BEGIN DOCUMENT PASSAGE
Her father, David, was a rising star in liberal legal circles, defending civil rights leaders, unions like the International Brotherhood of Teamsters, and people who were accused of being communists amid the tumultuous cultural changes of the 1960s. The family never quite fit in in Dallas, a place her father described as “a pinched-up, buttoned-down wasteland for the soul.” When Richards’s sixth-grade teacher questioned her on why she refused to say the Lord’s Prayer with her class after they recited the Pledge of Allegiance, she replied: “We don’t read the Bible in our house.” Her parents, who attended the progressive Unitarian Church, “weren’t particularly religious folks,” Richards later recalled.

The family soon moved to Austin, an island of liberalism in conservative Texas, where her parents embraced the hippie ethos of the era. Ann ordered hundreds of ladybugs to grow a pesticide-free garden. Richards, her siblings, and their friends stuffed envelopes for political candidates at the dining room table and watched as liberal stalwarts like the columnist Molly Ivins acted out the Watergate hearings by the pool with their parents. David was, as Richards would later remember, always “the smartest guy in the room and the center of attention.”

But as David fought to create a more liberal Texas, it was Ann who was home taking care of Richards and her siblings. Her brilliant, hilarious mother carried baby Cecile to early NAACP meetings in Dallas and pushed her around in her stroller, canvassing Black and Latino neighborhoods for Democratic candidates.

It was Ann who took Richards to swimming class and Girl Scouts. Who sewed her baby clothes and her Halloween costumes and made dinner. Who created massive Easter egg hunts and made chocolate meringue pie to celebrate special days. Who took Richards to Scarborough’s to buy new wool, midcalf A-line skirts for college and organized raucous group campouts across Texas so she could experience the beauty and diversity of her home state.

It was Ann who Richards told when she was disciplined by the principal after wearing a black armband—made of felt scavenged from her mother’s sewing kit—to school as part of a day of national protest of the Vietnam War. How dare that principal “intimidate you just for standing up for what you believe?” Ann fumed that evening. The feeling, Richards later recalled, was “exhilarating,” like they were fighting for justice, mother and daughter together.

And in 1972, it was Ann who started campaigning for Sarah Weddington, the twenty-seven-year-old lawyer who had just argued Roe at the Supreme Court, cluttering the dining room table with canvassing plans to get her elected to the state legislature. The position on her campaign was the first professional action of Ann’s adult life she’d taken without David—but not without Richards, a teenager just about a dozen years younger than Weddington herself, who helped to phone bank and door-knock. Richards watched as Weddington’s primary opponent called her “that sweet little girl” instead of using her name and complained that she was trying to confuse the voters; one day she would wear her hair up, the next day she would wear her hair down.
END DOCUMENT PASSAGE
BEGIN STUDY MATERIAL
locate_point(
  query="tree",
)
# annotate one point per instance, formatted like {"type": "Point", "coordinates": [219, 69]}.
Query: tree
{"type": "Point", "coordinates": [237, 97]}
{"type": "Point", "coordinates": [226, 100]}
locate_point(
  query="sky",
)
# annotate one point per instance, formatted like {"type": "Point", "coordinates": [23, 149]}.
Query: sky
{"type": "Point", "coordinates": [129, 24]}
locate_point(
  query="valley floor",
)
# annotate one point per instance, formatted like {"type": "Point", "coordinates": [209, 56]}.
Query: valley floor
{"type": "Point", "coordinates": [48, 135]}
END STUDY MATERIAL
**TASK GOAL**:
Could you lift everything from "The family soon" down to "for Democratic candidates." out of the passage above about Richards's family, word for word?

**SOLUTION**:
The family soon moved to Austin, an island of liberalism in conservative Texas, where her parents embraced the hippie ethos of the era. Ann ordered hundreds of ladybugs to grow a pesticide-free garden. Richards, her siblings, and their friends stuffed envelopes for political candidates at the dining room table and watched as liberal stalwarts like the columnist Molly Ivins acted out the Watergate hearings by the pool with their parents. David was, as Richards would later remember, always “the smartest guy in the room and the center of attention.”

But as David fought to create a more liberal Texas, it was Ann who was home taking care of Richards and her siblings. Her brilliant, hilarious mother carried baby Cecile to early NAACP meetings in Dallas and pushed her around in her stroller, canvassing Black and Latino neighborhoods for Democratic candidates.